** Exercise **
Copy out, from the entries below, each line holding the string "grass".

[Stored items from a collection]

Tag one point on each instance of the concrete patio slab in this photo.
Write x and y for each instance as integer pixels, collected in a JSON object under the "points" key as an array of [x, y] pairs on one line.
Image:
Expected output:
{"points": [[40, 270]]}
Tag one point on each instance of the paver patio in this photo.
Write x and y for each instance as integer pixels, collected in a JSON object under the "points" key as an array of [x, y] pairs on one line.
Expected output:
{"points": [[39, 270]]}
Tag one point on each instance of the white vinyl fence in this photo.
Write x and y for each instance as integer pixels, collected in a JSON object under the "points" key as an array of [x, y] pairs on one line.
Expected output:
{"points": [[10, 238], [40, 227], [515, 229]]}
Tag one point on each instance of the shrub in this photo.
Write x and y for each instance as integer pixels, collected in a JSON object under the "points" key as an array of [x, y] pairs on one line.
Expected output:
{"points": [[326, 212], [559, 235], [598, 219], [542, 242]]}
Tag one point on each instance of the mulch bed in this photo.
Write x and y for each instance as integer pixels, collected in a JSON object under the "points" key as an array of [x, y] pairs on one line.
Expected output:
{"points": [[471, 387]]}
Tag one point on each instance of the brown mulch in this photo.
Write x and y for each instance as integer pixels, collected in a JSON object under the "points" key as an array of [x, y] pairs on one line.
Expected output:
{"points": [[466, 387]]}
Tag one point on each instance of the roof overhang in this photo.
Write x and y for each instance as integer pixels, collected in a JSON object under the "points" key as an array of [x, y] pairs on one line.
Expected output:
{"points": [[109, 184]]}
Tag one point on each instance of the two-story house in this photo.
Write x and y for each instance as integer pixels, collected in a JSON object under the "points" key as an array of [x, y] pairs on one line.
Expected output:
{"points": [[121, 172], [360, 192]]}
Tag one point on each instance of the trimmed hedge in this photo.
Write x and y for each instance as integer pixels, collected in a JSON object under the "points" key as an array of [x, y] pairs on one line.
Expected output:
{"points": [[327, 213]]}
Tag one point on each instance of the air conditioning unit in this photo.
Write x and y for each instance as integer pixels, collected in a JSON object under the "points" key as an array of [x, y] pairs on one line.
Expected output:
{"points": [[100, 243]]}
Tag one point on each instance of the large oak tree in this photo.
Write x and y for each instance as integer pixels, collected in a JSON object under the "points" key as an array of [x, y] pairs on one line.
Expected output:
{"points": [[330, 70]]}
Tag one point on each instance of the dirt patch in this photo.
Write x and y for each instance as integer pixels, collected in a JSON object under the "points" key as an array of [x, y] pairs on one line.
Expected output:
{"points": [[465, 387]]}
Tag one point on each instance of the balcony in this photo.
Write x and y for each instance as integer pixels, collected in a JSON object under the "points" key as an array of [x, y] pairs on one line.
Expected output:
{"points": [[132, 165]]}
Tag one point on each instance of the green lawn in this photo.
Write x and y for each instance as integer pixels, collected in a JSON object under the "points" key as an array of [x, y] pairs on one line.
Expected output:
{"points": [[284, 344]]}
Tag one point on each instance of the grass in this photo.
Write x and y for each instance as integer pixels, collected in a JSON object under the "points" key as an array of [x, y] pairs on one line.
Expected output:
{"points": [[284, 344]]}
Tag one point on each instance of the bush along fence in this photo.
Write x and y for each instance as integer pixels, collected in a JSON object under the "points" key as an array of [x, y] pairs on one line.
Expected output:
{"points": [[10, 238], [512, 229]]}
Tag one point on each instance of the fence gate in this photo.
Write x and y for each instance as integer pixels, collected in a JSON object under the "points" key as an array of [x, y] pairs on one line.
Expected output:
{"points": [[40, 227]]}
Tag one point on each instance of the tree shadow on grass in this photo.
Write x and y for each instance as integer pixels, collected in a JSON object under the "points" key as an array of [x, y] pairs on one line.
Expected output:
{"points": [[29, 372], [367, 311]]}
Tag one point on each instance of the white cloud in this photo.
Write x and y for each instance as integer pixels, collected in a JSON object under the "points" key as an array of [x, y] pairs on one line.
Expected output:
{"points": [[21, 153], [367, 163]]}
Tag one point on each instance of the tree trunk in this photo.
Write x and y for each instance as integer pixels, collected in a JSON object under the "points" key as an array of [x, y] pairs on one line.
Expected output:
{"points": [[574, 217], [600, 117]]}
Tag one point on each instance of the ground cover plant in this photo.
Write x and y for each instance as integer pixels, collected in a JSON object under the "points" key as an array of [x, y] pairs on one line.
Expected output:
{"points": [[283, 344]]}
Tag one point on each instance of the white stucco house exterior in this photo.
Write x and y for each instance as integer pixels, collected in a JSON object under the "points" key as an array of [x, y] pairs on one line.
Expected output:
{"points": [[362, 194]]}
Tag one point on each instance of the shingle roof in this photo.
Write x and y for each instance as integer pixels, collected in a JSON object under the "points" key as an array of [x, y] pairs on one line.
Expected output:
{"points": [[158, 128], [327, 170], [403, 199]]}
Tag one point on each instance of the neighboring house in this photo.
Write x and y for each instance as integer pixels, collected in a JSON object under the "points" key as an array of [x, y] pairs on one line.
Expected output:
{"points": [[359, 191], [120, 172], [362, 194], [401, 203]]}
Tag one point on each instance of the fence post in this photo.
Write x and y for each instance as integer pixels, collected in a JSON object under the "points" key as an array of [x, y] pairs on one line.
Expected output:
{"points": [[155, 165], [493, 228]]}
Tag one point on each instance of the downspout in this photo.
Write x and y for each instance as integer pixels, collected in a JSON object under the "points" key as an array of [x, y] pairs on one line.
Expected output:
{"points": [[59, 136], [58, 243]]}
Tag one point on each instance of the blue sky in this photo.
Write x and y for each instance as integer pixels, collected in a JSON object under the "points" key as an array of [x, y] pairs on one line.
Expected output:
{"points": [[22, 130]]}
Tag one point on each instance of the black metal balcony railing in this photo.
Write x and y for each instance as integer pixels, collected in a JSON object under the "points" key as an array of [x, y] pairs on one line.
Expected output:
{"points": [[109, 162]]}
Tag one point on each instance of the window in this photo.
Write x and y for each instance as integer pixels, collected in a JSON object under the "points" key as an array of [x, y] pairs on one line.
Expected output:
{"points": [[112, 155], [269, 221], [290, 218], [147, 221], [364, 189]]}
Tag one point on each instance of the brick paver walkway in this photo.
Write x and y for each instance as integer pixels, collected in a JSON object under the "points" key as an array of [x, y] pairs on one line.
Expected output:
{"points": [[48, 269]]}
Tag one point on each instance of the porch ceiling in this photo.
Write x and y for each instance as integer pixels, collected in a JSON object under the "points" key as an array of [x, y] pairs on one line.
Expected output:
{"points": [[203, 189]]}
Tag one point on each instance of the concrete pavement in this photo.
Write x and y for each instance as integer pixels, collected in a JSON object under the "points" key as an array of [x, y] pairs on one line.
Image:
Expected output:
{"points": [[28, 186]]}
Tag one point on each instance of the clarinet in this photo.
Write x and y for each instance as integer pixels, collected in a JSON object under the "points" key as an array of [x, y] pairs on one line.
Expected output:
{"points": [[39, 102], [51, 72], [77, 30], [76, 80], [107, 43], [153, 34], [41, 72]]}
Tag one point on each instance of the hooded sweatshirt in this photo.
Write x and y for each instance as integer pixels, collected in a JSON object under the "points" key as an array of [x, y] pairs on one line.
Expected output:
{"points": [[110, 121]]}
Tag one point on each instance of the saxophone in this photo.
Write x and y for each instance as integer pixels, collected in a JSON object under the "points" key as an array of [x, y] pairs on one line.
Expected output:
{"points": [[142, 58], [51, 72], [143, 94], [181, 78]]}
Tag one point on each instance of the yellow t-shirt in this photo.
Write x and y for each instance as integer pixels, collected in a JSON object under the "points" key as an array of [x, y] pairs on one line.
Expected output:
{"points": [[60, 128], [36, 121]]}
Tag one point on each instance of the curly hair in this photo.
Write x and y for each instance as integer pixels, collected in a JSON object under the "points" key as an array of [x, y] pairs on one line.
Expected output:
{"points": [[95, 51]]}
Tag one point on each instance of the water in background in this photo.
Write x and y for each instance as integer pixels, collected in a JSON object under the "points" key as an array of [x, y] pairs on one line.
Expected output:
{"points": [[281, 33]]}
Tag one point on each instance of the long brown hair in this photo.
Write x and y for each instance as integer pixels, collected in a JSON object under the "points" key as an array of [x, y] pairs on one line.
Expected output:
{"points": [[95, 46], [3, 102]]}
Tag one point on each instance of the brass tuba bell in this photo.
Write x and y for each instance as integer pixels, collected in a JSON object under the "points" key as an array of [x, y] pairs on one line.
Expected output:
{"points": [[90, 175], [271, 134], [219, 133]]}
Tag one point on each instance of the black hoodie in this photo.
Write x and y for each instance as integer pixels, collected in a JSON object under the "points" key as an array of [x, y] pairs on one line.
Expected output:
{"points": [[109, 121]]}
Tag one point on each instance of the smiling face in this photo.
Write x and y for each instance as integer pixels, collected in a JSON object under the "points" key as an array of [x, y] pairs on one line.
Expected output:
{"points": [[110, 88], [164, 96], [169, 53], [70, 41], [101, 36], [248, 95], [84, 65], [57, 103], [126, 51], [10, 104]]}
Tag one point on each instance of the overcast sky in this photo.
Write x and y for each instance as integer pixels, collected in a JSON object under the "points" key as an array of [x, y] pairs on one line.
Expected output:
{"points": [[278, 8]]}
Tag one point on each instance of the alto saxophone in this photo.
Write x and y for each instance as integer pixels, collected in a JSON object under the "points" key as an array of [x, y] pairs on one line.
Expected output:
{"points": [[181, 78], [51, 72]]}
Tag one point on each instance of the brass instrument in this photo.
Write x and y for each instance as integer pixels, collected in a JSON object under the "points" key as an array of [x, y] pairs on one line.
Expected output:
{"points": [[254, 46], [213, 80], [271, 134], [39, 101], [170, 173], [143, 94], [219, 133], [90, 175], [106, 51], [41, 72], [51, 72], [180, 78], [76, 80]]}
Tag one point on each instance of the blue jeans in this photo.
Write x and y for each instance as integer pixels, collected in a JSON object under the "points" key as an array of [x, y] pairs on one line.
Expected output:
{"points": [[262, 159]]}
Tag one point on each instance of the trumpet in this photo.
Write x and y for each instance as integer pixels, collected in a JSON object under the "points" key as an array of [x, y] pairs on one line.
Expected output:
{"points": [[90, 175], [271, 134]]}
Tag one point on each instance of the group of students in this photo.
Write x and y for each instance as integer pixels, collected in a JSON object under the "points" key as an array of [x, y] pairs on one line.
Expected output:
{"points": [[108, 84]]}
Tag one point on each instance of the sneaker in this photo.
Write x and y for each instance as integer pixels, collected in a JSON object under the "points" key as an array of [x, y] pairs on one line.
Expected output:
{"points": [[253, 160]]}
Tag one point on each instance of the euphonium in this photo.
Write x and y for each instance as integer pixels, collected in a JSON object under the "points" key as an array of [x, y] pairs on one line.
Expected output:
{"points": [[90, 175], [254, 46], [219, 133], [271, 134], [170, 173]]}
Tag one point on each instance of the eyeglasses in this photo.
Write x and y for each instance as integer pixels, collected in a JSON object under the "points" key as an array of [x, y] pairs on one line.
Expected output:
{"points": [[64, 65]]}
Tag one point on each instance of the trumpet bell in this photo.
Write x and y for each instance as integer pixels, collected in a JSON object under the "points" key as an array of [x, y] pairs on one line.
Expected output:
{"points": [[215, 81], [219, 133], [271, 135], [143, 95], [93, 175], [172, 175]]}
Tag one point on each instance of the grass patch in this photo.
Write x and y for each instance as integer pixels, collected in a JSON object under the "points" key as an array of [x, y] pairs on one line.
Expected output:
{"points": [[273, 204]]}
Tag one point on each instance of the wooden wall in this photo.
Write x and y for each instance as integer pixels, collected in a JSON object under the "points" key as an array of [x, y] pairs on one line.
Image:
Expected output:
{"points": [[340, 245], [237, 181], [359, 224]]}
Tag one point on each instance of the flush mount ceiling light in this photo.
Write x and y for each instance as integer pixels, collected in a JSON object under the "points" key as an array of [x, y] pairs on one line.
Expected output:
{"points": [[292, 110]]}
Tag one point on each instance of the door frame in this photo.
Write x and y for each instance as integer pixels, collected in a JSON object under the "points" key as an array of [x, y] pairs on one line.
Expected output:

** Answer to this task **
Tag one point on each instance of the grass in this photo.
Tag one point on each instance of the tree shadow on grass in this photo.
Tag one point on each instance of the grass patch in this photo.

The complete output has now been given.